SIGHAN 2024 Shared Task for Chinese Dimensional Aspect-Based Sentiment Analysis (dimABSA)

Aspect-Based Sentiment Analysis (ABSA) is a critical NLP research topic that aims to identify the aspects of a given entity and analyzing the sentiment polarity associated with each aspect. In recent years, numerous research effects have been made on ABSA, which can be categorized into different tasks based on the number of sentimental elements to be extracted. For example, Aspect Sentiment Triplet Extraction (ASTE) task extracts three elements in a triplet, including aspect/target term, opinion term and sentiment polarity (e.g., positive, neutral, and negative). Furthermore, Aspect Sentiment Quadruple Prediction (ASQP) task extracts the same three elements plus an additional aspect category to construct a quadruple. However, compared to representing affective states as several discrete classes (i.e., polarity), the dimensional approach that represents affective states as continuous numerical values (called intensity) in multiple dimensions such as valence-arousal (VA) space, providing more fine-grained emotional information (Lee et al., 2022).

Therefore, we organize a Chinese dimensional ABSA shared task (dimABSA) in the SIGHAN 2024 workshop, providing fine-grained sentiment intensity prediction for each extracted aspect of a restaurant review. The four sentiment elements are defined as follows:

• Aspect Term (shorted as A): This denotes an entity indicating the opinion target. If the aspect is omitted without being mentioned clearly, we use “NULL” to represent the term.

▸ Data for the task
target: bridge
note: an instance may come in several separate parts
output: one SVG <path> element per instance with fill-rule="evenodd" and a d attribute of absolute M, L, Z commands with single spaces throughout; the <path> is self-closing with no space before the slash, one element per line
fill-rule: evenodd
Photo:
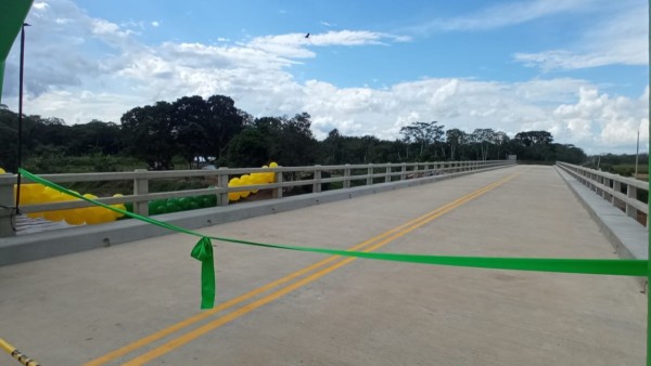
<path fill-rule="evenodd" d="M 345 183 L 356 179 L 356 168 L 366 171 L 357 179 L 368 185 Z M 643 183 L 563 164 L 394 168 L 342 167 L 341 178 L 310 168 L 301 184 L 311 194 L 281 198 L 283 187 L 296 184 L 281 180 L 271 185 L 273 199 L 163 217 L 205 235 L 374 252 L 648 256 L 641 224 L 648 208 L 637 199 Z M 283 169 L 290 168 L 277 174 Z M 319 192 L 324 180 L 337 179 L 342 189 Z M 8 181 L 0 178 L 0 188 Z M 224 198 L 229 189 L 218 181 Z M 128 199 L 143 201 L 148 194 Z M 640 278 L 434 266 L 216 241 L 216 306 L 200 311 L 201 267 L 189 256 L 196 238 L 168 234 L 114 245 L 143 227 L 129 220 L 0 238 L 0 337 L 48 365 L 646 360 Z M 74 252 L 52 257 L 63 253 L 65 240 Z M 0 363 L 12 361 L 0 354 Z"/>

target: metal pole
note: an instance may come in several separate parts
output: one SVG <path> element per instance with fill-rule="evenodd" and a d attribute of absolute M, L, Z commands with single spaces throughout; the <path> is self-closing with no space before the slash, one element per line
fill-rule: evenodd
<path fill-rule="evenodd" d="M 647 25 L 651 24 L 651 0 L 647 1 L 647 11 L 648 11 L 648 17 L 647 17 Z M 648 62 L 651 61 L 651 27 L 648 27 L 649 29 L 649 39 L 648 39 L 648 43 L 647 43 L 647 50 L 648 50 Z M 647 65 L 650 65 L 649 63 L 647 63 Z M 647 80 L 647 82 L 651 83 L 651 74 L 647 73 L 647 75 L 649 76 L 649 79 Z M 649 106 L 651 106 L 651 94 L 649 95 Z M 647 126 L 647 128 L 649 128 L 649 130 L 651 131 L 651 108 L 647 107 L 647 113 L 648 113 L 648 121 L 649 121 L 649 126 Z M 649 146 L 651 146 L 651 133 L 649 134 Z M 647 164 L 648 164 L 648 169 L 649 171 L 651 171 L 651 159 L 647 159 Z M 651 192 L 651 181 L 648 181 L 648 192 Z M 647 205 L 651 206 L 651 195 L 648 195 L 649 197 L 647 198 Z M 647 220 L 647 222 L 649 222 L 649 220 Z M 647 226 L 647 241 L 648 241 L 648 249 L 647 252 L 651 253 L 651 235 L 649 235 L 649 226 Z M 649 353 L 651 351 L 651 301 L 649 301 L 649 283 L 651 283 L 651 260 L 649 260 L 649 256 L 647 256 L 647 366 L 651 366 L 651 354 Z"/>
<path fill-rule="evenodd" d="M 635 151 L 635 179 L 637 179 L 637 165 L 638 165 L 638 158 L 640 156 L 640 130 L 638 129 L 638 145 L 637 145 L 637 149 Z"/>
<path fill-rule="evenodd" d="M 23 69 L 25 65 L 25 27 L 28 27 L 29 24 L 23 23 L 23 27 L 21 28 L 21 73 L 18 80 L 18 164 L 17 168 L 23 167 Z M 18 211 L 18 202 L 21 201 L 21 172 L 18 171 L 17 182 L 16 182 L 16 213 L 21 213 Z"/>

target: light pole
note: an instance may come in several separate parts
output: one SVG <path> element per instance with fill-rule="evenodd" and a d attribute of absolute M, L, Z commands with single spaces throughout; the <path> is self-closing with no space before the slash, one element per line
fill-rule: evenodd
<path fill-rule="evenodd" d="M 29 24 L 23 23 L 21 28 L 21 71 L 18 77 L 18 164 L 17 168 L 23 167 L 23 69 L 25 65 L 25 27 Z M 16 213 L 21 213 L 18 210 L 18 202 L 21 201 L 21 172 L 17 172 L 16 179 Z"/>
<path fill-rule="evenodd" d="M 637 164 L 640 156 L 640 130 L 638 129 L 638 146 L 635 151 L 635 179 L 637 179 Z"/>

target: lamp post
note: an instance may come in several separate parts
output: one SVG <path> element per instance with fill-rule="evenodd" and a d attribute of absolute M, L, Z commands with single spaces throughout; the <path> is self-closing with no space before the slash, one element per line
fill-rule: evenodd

▸ Task set
**A.** Repeat word for word everything in the dimABSA shared task description from "Therefore, we organize" down to "represent the term.".
**B.** Render everything in the listing from its first line down to and including the line containing "345 183 L 356" as a JSON list of strings, one string per line, with blank lines omitted. Leave the picture out of the list.

▸ Answers by task
**A.**
Therefore, we organize a Chinese dimensional ABSA shared task (dimABSA) in the SIGHAN 2024 workshop, providing fine-grained sentiment intensity prediction for each extracted aspect of a restaurant review. The four sentiment elements are defined as follows:

• Aspect Term (shorted as A): This denotes an entity indicating the opinion target. If the aspect is omitted without being mentioned clearly, we use “NULL” to represent the term.

**B.**
[
  "target: bridge",
  "note: an instance may come in several separate parts",
  "output: one SVG <path> element per instance with fill-rule=\"evenodd\" and a d attribute of absolute M, L, Z commands with single spaces throughout; the <path> is self-closing with no space before the slash, one element per line",
  "fill-rule: evenodd",
  "Photo:",
  "<path fill-rule=\"evenodd\" d=\"M 345 183 L 356 179 L 356 168 L 366 171 L 357 179 L 368 185 Z M 643 183 L 563 164 L 394 168 L 342 167 L 341 178 L 310 168 L 301 184 L 311 194 L 281 198 L 283 187 L 296 184 L 281 180 L 271 185 L 273 199 L 163 217 L 205 235 L 374 252 L 648 256 L 641 224 L 648 208 L 637 199 Z M 283 169 L 290 168 L 277 174 Z M 319 192 L 324 180 L 337 179 L 342 189 Z M 8 181 L 0 178 L 0 188 Z M 224 198 L 229 189 L 218 181 Z M 128 199 L 143 201 L 148 194 Z M 640 278 L 434 266 L 216 241 L 216 306 L 200 311 L 201 267 L 189 256 L 196 238 L 168 234 L 114 245 L 143 227 L 129 220 L 0 238 L 0 337 L 48 365 L 646 360 Z M 74 252 L 52 257 L 63 253 L 65 240 Z M 0 363 L 12 361 L 0 354 Z\"/>"
]